##### PASSAGE TO READ #####
Alexander McQueen for Givenchy Couture tuxedo jumpsuit — Vogue Paris Original 2343

Alexander McQueen for Givenchy: Vogue Patterns, Part 3

July 25, 2011 § 3 Comments

This week, the final instalment of my three-part series on Vogue Patterns’ Alexander McQueen designs for the house of Givenchy. (See Part 1 here; see Part 2 here.) Our last four designs were drawn from two Givenchy collections presented in 1999: the Fall 1999 and Spring 2000 ready-to-wear.

6. Givenchy Prêt-à-porter Fall/Winter 1999–2000 (shown March 1999)

As its android-meets-cybergoth runway styling made abundantly clear, the Givenchy Fall 1999 ready-to-wear collection took its theme from the new millennium. The New York Times’ Cathy Horyn reported that “Alexander McQueen … staged his Givenchy show Wednesday with models in Martian pancake and frizzled wigs walking robotlike down a mirrored runway beaming with airport lights. The collection vividly showcased Mr. McQueen’s laser-sharp tailoring—lunar-white trouser suits with crosses etched out in gray fur, slick coats with the couture equivalent of clear plastic upholstery covers, silvery leathers and a molded red top that would enhance any alien bosom” (Cathy Horyn, “Down to Earth in Paris”).
##### RAW DATA #####
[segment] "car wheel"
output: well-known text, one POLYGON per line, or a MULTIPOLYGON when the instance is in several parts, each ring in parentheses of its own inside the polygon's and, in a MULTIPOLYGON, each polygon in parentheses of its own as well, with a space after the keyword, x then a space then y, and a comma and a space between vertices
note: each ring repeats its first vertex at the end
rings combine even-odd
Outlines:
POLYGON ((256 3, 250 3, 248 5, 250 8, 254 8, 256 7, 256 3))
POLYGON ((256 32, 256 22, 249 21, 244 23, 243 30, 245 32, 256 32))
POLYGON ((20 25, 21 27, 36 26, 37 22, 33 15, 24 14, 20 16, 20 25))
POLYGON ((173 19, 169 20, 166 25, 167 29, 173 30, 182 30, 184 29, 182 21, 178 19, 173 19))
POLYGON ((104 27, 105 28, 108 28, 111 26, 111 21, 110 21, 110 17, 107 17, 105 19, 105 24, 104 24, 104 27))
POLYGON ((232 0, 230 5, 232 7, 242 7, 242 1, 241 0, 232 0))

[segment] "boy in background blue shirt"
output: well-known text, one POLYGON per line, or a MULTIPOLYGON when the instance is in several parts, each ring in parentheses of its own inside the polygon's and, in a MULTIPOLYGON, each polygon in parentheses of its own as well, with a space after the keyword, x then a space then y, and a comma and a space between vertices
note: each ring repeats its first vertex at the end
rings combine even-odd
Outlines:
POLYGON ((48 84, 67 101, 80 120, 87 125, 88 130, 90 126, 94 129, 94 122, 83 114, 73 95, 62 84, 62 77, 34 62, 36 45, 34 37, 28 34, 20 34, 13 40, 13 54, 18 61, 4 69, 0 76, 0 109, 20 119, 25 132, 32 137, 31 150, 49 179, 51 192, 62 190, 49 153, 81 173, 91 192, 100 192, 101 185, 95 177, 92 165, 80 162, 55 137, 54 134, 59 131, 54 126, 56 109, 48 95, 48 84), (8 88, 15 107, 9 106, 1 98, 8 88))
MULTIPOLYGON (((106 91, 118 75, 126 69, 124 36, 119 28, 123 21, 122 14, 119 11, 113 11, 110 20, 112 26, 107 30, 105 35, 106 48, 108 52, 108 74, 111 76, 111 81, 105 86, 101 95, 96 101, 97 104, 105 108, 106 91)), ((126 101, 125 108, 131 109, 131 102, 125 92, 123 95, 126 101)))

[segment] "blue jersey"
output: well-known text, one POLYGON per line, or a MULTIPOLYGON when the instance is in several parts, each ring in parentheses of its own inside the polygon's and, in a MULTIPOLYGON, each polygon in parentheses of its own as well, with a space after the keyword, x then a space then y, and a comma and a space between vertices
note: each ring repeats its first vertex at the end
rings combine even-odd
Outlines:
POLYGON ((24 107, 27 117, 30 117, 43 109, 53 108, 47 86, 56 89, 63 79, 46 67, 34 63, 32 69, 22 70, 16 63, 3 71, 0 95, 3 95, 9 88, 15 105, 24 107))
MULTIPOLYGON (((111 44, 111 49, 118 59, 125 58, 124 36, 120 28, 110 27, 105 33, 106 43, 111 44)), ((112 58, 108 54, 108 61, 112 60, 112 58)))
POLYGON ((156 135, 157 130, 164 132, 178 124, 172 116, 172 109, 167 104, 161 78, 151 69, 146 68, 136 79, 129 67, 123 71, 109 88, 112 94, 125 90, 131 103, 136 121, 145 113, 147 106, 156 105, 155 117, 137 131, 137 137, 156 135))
#####
From the article on Alexander McQueen's Givenchy designs, copy word for word the passage from "July 25, 2011" to "Spring 2000 ready-to-wear.".

FINISHED TASK ::
July 25, 2011 § 3 Comments

This week, the final instalment of my three-part series on Vogue Patterns’ Alexander McQueen designs for the house of Givenchy. (See Part 1 here; see Part 2 here.) Our last four designs were drawn from two Givenchy collections presented in 1999: the Fall 1999 and Spring 2000 ready-to-wear.